**Task brief**
Rewrite the data below with every "fence post" changed to "wooden post", leaving all else unchanged.

**Exercise data**
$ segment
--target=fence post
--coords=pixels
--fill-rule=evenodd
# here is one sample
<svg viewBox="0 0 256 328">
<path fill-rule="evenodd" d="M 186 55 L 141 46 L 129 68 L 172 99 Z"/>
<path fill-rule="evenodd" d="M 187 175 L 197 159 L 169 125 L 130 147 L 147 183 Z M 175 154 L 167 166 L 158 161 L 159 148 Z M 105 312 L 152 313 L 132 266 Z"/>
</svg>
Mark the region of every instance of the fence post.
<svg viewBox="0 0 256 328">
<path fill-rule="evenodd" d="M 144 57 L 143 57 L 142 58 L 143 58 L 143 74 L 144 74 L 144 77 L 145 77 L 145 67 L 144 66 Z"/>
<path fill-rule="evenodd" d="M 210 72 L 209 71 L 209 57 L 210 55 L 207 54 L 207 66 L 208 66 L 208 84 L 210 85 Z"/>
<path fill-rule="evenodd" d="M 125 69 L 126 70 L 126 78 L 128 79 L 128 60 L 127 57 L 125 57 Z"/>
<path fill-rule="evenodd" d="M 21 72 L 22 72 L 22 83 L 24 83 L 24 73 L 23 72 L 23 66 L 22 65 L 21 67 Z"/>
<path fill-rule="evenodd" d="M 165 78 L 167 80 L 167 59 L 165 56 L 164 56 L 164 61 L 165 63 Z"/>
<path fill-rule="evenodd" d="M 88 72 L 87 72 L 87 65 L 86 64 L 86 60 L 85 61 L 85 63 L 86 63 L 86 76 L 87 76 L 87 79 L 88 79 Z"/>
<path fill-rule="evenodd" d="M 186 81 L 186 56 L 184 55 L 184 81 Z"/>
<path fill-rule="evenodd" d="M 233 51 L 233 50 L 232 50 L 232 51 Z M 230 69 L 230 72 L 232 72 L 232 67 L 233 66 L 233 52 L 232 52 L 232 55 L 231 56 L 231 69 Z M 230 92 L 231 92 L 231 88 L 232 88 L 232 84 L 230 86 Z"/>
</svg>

**Exercise solution**
$ segment
--target=wooden post
--coords=pixels
--fill-rule=evenodd
# here is one sample
<svg viewBox="0 0 256 328">
<path fill-rule="evenodd" d="M 186 55 L 141 46 L 129 68 L 172 99 Z"/>
<path fill-rule="evenodd" d="M 187 175 L 197 159 L 169 125 L 130 147 L 147 183 Z M 175 154 L 167 166 L 158 161 L 159 148 Z M 105 312 L 152 313 L 132 266 Z"/>
</svg>
Mark the region of every instance of the wooden post.
<svg viewBox="0 0 256 328">
<path fill-rule="evenodd" d="M 144 57 L 143 57 L 142 58 L 143 58 L 143 74 L 144 74 L 144 77 L 145 77 L 145 67 L 144 66 Z"/>
<path fill-rule="evenodd" d="M 210 72 L 209 71 L 209 57 L 210 55 L 207 54 L 207 66 L 208 66 L 208 84 L 210 85 Z"/>
<path fill-rule="evenodd" d="M 125 69 L 126 70 L 126 78 L 128 79 L 128 60 L 127 57 L 125 57 Z"/>
<path fill-rule="evenodd" d="M 21 72 L 22 72 L 22 83 L 24 83 L 24 73 L 23 72 L 23 66 L 22 65 L 21 67 Z"/>
<path fill-rule="evenodd" d="M 165 78 L 167 80 L 167 59 L 165 56 L 164 56 L 164 61 L 165 63 Z"/>
<path fill-rule="evenodd" d="M 88 72 L 87 72 L 87 65 L 86 64 L 86 60 L 85 61 L 85 63 L 86 63 L 86 76 L 87 76 L 87 79 L 88 79 Z"/>
<path fill-rule="evenodd" d="M 186 81 L 186 56 L 184 55 L 184 81 Z"/>
<path fill-rule="evenodd" d="M 233 51 L 233 50 L 232 50 L 232 51 Z M 230 69 L 230 72 L 232 72 L 232 67 L 233 66 L 233 52 L 232 52 L 232 55 L 231 56 L 231 69 Z M 230 92 L 231 92 L 231 88 L 232 88 L 232 84 L 230 86 Z"/>
</svg>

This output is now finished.